### Saved entries
#####
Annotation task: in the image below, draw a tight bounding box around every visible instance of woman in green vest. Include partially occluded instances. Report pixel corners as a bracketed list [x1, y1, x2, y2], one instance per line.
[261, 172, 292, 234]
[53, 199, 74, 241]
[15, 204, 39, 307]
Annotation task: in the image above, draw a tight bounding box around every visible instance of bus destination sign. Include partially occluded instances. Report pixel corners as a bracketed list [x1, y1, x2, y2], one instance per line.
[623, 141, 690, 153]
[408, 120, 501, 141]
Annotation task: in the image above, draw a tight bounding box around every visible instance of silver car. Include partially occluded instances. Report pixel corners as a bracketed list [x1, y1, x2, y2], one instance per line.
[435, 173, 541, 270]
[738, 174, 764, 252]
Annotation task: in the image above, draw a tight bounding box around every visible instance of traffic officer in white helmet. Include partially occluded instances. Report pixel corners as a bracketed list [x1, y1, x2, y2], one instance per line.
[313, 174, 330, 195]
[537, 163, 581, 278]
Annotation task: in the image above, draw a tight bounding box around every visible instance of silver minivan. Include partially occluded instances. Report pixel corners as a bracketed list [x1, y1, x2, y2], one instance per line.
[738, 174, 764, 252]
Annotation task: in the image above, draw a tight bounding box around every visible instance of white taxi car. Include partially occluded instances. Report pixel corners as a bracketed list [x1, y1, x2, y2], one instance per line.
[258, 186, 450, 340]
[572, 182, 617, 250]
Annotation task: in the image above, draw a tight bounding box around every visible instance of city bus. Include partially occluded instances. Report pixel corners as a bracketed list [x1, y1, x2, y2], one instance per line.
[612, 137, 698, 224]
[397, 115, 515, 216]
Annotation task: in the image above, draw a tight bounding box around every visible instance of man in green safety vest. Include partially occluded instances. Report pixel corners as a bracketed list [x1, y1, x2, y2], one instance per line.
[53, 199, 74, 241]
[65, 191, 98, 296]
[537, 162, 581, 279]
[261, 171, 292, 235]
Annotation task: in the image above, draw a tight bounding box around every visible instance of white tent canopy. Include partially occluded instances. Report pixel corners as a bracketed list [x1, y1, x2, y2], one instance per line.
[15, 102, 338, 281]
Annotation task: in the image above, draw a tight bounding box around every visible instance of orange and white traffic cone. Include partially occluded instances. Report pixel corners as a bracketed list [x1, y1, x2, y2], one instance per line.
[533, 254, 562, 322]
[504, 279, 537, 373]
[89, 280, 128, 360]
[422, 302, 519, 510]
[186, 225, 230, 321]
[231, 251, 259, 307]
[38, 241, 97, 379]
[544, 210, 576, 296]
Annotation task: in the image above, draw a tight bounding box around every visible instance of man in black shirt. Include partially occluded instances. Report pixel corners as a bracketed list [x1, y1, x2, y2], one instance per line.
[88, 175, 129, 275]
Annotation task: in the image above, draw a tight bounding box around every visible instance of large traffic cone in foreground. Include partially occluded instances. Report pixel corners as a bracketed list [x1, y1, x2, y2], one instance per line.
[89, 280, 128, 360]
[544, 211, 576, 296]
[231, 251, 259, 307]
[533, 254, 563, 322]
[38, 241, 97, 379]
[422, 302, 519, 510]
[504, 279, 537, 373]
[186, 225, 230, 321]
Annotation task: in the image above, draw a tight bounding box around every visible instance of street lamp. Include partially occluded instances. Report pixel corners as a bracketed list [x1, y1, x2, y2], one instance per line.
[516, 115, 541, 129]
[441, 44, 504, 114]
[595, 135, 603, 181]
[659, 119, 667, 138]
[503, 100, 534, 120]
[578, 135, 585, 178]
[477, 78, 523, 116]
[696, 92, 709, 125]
#####
### TASK PROMPT
Line by line, reproduce the data exactly as given.

### RESPONSE TO THIS TASK
Annotation task: in the image below, draw a tight bounding box around every visible instance of woman in green vest. Include partially occluded instances. Report pixel corners as a bracketed list [x1, y1, x2, y2], one instance per line.
[261, 172, 292, 234]
[53, 199, 74, 241]
[15, 204, 39, 307]
Annotation task: in the image above, draw a tight bounding box around every visible instance of bus destination sign. Include partially occluded instances. Report pixel corners as a bracketed list [x1, y1, x2, y2], one instance per line.
[623, 141, 690, 153]
[408, 120, 501, 141]
Annotation task: in the image above, draw a tight bounding box around every visible instance of silver car. Include partially occluded instances. Report pixel corners as a bracketed list [x1, y1, x2, y2], one instance per line.
[435, 173, 541, 270]
[738, 174, 764, 252]
Annotation task: in the image above, draw a tight bounding box around every visible instance of traffic officer in white helmet. Include partially occluded instances. Report pixel corners as a bracketed list [x1, y1, x2, y2], one instance per line.
[313, 174, 330, 195]
[537, 163, 581, 278]
Annotation task: in the image above, draw a tight bounding box around every visible instance of silver minivan. Include partially occluded instances. Report pixel corners as a bracketed list [x1, y1, x2, y2], one instance per line.
[738, 174, 764, 252]
Annotation task: in the image above, draw a tight bounding box around every visible instance of white taxi car. Include partially occluded instances. Report pixel corners as a bracketed list [x1, y1, x2, y2], one instance per line.
[258, 186, 450, 340]
[572, 182, 617, 250]
Annotation task: in the image above, draw a tight bounding box around every visible instance of city bus. Include partially occluded instances. Report pixel corners as a bracketed list [x1, y1, x2, y2], one instance per line.
[612, 137, 698, 224]
[397, 115, 515, 216]
Annotation task: in the image above, draw a tight bounding box around every visible instance of man in green safety vest. Include partially occluded instances. Report pixel corners as a bracketed list [x1, y1, x2, y2], one instance per line.
[53, 199, 74, 241]
[65, 191, 98, 296]
[537, 162, 581, 279]
[261, 171, 292, 235]
Annotation task: in the image above, draw a tight bounding box around every visible instance of white tent canopy. Include partially occluded instances. Report pixel corners as a bracketed list [x1, y1, x2, y2], one instance per line.
[15, 102, 338, 281]
Annotation task: in the image above, draw a tight bounding box around every visible instance of orange and white traffic cone. Include partially occluded instances. Report pixel corners as a bracketed list [x1, y1, x2, y2], one instance per line.
[533, 254, 562, 322]
[504, 279, 537, 373]
[89, 280, 128, 360]
[422, 302, 519, 510]
[186, 225, 230, 321]
[231, 251, 259, 307]
[38, 241, 97, 379]
[544, 210, 576, 296]
Annotation task: in the image above, draw a tight bounding box around every visible instance of man in black shirt. Include partially occluded instances. Report pixel corners as a bracketed list [x1, y1, x2, y2], one instance per line.
[88, 175, 129, 275]
Annotation task: in the image above, draw a tight bounding box around every visible instance of large traffic cone in foreground. Include partially occluded instances. Report pixel corners as a bracketed list [x1, y1, x2, y2], one instance per line.
[89, 280, 128, 360]
[544, 211, 576, 296]
[231, 251, 259, 307]
[533, 254, 563, 322]
[38, 241, 97, 379]
[422, 302, 519, 510]
[504, 279, 537, 373]
[186, 225, 230, 321]
Annotation task: in the image above, draw a tight bounding box around every visible instance of street lamp. Include partially occluded instances. Report pixel corners as a bracketed list [x1, y1, x2, y2], one instance per line.
[516, 115, 541, 129]
[441, 44, 504, 114]
[595, 135, 603, 181]
[659, 119, 667, 138]
[503, 100, 534, 120]
[578, 135, 585, 178]
[477, 78, 523, 116]
[696, 92, 709, 125]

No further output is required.